Start of TEXT TO READ

Space Informatics

Space Informatics

A module offered by the Chair of Dependable Systems and Software as a block course in September/October 2025. It is worth 6 CP ECTS.

Context

Space technology is experiencing an unprecedented expansion in what came to be known as the “new space”.

Massive mega-constellations comprised of thousands of satellites are being deployed in near-Earth orbit to provide worldwide Internet coverage and real-time imaging. This is enabled by lower cost and reusable rockets, which are launching more and cheaper spacecraft than ever before. Indeed, nano-satellite platforms of a few liters of volume are leveraging state-of-the-art miniaturization and electronics to pack capabilities traditionally exclusive of large satellites.

As a result, space is becoming more democratic, accessible to many academic actors, and open for start-ups to develop innovative commercial opportunities. Moreover, these advances spill to an increasing number of interplanetary robotic exploration missions, which in turn boost and motivate the possibility of manned missions to the Moon and Mars in the upcoming years.

Motivation

The amount and features of “new space” orbiting assets would simply fail to scale up without the proper support of automated, optimal, efficient, scalable, usable and robust computer sciences models and techniques combining both on-board as well as on-ground components.

Also, informatics can play a decisive role in facilitating a more sustainable space with accurate battery models, delay-tolerant data handling, trajectory optimization, debris collision avoidance, system verification and validation, and online telemetry learning, among many other application opportunities.

Space is within reach, and future space professionals with this know-how at hand will become a valuable resource in the immediate future of the space industry.

Space Informatics

The Space Informatics course is framed in the new space context and motivated by the hypothesis that computer sciences will play a central role in future near-Earth and interplanetary space missions. To this end, we present a curriculum layout organized in three axes:

1. the fundamentals of space environment ranging from orbital dynamics to maneuvers and interplanetary trajectory design,
2. the specifics of space technology comprising energy handling, computers, communications and networking, and
3. the application of informatics to 1. and 2. including linear and dynamic programming, model checking, and scheduling techniques.

These axes are accompanied by practical exercises and hands-on projects involving state-of-the-art software toolchains such as Systems Toolkit (STK). We will exploit scriptable interfaces (Python) to control STK and evaluate and optimize distributed space missions using informatics modelling tools such as Gurobi and Uppaal.

Contents

1. Fundamentals
   1. Space Applications
   2. New Space
   3. Physics and Orbits
   4. Propagation and Perturbation
   5. Launch and Maneuvers
   6. Trajectories Design
2. Technology
   1. Satellite Technologies
   2. Basic Communications
   3. Link Budget and Multiplexing
   4. Space Networks
   5. Transport Layer
   6. Simulation and Analysis Tools
3. Informatics
   1. Linear and Dynamic Programming Optimization
   2. Battery-Aware Scheduling
   3. Contact Plan Design
   4. Routing in LEO
   5. Machine Learning in Space

End of TEXT TO READ
Start of MATERIAL SHOWN

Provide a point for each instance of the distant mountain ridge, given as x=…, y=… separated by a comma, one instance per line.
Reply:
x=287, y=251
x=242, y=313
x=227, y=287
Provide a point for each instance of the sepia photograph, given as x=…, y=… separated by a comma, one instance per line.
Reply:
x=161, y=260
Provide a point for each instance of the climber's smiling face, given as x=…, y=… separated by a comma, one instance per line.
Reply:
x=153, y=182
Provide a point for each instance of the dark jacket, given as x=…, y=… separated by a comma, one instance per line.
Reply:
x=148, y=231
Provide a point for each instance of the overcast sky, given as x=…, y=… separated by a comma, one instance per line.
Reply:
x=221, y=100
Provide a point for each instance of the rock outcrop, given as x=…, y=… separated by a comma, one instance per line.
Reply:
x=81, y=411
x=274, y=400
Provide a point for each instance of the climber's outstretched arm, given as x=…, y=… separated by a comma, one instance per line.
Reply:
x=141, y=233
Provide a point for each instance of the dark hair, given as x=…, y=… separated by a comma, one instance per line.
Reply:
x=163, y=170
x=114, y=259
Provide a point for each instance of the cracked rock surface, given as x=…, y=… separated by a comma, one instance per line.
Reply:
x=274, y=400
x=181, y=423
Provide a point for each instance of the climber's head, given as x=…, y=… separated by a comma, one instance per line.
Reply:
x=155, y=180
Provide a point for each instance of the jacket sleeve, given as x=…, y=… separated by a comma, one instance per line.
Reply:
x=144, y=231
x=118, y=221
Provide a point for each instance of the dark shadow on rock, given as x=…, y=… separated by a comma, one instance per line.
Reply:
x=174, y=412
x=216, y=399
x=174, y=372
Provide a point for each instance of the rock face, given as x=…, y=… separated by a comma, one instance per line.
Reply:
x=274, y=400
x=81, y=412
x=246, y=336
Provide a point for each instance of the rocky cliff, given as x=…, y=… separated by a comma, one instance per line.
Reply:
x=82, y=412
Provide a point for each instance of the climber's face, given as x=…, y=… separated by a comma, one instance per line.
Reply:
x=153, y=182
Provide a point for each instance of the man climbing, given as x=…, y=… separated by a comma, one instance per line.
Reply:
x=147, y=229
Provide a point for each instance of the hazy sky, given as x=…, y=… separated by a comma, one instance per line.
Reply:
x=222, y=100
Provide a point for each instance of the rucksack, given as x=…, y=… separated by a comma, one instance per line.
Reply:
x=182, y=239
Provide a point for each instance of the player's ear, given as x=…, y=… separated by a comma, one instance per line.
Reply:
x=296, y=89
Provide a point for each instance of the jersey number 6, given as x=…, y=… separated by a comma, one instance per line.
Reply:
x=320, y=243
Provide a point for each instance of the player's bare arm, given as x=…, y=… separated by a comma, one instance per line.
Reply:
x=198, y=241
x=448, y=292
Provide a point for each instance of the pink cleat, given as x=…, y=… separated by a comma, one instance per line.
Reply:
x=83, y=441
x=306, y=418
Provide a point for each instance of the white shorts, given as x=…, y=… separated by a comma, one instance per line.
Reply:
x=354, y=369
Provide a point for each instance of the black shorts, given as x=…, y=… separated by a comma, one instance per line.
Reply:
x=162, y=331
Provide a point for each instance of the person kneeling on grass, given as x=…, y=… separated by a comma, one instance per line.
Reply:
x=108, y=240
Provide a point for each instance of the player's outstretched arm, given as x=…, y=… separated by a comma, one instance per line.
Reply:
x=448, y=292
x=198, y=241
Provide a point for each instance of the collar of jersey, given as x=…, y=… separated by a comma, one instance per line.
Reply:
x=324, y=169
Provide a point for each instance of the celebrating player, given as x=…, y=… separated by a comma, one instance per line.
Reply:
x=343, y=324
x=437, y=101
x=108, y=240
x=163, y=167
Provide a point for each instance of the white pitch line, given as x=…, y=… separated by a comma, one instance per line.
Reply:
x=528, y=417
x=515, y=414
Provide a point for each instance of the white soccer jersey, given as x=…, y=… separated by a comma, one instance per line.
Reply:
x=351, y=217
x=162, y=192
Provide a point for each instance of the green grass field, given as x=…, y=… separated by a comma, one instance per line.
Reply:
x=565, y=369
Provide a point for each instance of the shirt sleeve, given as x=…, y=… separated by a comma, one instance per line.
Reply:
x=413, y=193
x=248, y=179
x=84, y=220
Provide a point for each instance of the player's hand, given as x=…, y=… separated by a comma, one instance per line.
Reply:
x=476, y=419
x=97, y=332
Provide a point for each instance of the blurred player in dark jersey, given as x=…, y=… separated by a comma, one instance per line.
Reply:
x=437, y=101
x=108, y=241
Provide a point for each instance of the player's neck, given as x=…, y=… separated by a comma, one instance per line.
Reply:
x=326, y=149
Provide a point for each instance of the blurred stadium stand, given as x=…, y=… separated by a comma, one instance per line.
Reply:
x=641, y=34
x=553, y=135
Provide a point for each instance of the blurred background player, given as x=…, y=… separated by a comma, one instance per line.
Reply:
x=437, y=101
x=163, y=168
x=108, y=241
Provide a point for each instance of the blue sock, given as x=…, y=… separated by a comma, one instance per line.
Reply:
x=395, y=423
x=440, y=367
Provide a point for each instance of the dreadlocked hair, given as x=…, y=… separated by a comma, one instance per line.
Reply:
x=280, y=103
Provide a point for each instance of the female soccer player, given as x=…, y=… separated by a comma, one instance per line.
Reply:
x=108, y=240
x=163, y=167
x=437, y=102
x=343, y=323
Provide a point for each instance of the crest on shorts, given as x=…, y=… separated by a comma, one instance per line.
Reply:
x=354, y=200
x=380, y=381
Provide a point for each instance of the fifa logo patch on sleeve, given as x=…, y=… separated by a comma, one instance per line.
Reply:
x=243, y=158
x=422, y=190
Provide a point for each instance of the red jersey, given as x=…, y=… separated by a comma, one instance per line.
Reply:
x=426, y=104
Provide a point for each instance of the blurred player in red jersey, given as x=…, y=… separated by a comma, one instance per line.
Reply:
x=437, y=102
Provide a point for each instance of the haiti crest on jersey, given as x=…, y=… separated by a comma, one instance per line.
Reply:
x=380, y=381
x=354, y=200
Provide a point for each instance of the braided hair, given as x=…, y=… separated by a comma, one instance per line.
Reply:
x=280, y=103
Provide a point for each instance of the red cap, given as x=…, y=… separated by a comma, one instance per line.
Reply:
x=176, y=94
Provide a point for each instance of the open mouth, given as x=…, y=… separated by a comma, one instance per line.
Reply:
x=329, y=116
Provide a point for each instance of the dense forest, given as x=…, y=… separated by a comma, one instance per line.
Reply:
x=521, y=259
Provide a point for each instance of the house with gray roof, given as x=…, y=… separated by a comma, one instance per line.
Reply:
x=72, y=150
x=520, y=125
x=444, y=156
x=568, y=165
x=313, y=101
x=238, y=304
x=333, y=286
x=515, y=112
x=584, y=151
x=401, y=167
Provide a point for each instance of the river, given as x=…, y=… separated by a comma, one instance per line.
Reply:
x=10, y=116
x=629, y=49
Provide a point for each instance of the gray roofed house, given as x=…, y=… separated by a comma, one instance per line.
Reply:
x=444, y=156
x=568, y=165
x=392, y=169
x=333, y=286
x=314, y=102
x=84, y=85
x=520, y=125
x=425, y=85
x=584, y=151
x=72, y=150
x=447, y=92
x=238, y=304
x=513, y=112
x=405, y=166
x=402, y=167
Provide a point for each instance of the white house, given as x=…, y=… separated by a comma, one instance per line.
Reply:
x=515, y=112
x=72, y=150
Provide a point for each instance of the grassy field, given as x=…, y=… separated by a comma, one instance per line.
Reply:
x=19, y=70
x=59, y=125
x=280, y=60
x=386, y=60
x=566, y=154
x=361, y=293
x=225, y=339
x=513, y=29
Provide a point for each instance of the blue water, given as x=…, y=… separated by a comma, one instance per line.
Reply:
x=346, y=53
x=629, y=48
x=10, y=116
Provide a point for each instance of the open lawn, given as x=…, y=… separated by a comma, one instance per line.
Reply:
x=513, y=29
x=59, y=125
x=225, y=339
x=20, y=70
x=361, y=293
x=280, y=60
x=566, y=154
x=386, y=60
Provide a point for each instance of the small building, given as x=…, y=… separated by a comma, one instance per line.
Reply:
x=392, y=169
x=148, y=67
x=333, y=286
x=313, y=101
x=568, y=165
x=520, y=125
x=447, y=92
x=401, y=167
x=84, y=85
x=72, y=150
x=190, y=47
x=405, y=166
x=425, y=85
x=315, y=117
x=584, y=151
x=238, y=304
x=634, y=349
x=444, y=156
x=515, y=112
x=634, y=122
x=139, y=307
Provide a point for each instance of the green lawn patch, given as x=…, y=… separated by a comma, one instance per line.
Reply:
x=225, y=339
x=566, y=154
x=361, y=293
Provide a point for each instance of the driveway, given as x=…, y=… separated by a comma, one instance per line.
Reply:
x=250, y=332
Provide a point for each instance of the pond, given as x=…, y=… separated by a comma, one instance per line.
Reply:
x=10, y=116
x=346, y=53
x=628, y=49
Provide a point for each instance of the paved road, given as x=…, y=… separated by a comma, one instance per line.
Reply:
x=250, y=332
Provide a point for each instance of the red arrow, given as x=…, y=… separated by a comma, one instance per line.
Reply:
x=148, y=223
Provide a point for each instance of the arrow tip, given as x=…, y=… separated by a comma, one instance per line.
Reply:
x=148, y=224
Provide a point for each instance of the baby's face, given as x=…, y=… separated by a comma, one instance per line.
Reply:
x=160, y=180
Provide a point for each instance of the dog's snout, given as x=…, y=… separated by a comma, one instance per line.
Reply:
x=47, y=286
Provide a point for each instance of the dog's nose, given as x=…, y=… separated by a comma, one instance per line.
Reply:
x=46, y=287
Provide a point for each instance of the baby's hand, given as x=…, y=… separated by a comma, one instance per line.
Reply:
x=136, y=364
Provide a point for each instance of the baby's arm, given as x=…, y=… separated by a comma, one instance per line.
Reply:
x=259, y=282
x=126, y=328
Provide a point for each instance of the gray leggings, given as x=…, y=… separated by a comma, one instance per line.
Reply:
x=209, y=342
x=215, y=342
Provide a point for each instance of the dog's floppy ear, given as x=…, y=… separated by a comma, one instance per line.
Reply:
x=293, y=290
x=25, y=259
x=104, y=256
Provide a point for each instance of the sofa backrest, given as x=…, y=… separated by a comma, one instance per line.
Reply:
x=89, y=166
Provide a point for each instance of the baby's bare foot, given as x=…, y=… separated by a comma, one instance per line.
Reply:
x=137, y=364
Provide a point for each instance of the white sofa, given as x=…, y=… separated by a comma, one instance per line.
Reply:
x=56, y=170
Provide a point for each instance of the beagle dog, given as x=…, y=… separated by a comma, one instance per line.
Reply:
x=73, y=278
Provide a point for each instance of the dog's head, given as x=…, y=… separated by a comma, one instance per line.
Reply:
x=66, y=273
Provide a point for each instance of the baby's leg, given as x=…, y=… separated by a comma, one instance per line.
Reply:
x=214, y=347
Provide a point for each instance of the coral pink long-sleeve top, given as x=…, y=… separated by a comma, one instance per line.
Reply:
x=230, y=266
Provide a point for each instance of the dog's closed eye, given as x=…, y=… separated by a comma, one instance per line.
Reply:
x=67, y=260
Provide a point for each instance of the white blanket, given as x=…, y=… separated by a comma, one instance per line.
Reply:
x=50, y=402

End of MATERIAL SHOWN

Translate this sentence from the course description into Spanish: "This is enabled by lower cost and reusable rockets, which are launching more and cheaper spacecraft than ever before."

__EXPECTED ANSWER__. Esto es posible gracias a cohetes reutilizables y de menor costo, que están lanzando más naves espaciales, y más baratas, que nunca antes.